— TO BE DONE —
Repeat the data below word for word, keeping every line in its original order.

— BEGIN —

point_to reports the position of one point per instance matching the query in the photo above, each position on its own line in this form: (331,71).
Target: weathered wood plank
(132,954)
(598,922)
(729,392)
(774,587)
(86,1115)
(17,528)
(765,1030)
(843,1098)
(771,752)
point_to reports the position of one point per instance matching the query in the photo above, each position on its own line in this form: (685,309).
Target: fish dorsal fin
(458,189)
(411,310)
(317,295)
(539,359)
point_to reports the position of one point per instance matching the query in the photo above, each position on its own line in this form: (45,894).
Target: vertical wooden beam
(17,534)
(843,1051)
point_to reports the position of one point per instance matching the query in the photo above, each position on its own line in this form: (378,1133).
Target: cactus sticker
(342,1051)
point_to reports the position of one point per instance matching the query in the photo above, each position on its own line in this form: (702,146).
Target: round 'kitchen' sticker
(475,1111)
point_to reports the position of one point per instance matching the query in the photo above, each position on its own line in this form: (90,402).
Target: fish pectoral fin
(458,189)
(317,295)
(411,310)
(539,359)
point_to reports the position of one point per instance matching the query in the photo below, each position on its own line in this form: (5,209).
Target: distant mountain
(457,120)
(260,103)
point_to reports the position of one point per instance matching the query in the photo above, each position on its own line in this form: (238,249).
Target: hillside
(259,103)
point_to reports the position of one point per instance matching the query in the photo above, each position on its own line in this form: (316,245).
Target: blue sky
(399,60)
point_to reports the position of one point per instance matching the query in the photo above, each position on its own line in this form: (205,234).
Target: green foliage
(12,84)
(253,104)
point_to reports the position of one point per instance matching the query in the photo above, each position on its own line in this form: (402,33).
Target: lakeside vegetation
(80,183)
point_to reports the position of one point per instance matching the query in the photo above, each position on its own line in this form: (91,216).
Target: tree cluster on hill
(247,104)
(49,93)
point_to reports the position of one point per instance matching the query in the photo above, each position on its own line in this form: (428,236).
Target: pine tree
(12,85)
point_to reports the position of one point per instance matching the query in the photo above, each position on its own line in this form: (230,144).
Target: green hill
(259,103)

— END —

— RIGHT ANSWER —
point_to reports the position of one point per instance matching the query in the photo above, each position on its own line in this form: (331,71).
Target: weathered wood plank
(132,954)
(598,922)
(729,392)
(774,587)
(86,1115)
(17,528)
(765,1030)
(843,1098)
(771,752)
point_to reports the position of one point per instance matching the query in the photo above, each position on its own line in this form: (685,309).
Target: fish dorsal fin
(458,189)
(411,310)
(317,295)
(539,359)
point_to reports the position of one point per instance matching the query in the photo above, each position on its own line in this form: (45,894).
Target: vertical wooden beam
(17,534)
(843,1051)
point_to reports the position of one point per instance matching the query in the photo above, each position on its own line in this form: (378,1133).
Target: cactus sticker
(342,1051)
point_to reports the position of one point per instance matching the query in the photo above, each position on its own line in this form: (702,146).
Target: round 'kitchen' sticker
(475,1111)
point_to reports the position of one point per instance matching the query in the photo above, each position on its own line in this form: (90,402).
Target: fish pectoral fin
(458,189)
(317,295)
(411,310)
(539,359)
point_to reports the position of one point per instance matching the query in the photo below, each position on its own line in this form: (5,209).
Target: distant mountain
(457,120)
(260,103)
point_to reports the position of one point per instance matching the query in the photo above, each position on its own line in this form: (238,249).
Target: hillside
(259,103)
point_to reports the position of one point per instance matching the query in the photo above, each position on its own line in this form: (316,245).
Target: blue sky
(399,60)
point_to reports the position of one point per instance matching the query in the photo above, each position on its own line in this form: (205,234).
Target: green foliage
(12,84)
(253,104)
point_to reports the position of one point per instance matching the query in the photo above, each position on its own line in this form: (402,33).
Target: lakeside vegetation
(80,183)
point_to reports the position of one point per instance matching the query in the photo above, each position on its own line in this form: (91,216).
Target: tree cluster on hill
(247,104)
(49,93)
point_to reports the position of one point per instance matching the query in the photo above, each position on its own line in this form: (428,236).
Target: pine tree
(12,85)
point_to reports the position of one point per instance matching the query in the photo above, each position on its own line in this form: (230,144).
Target: green hill
(259,103)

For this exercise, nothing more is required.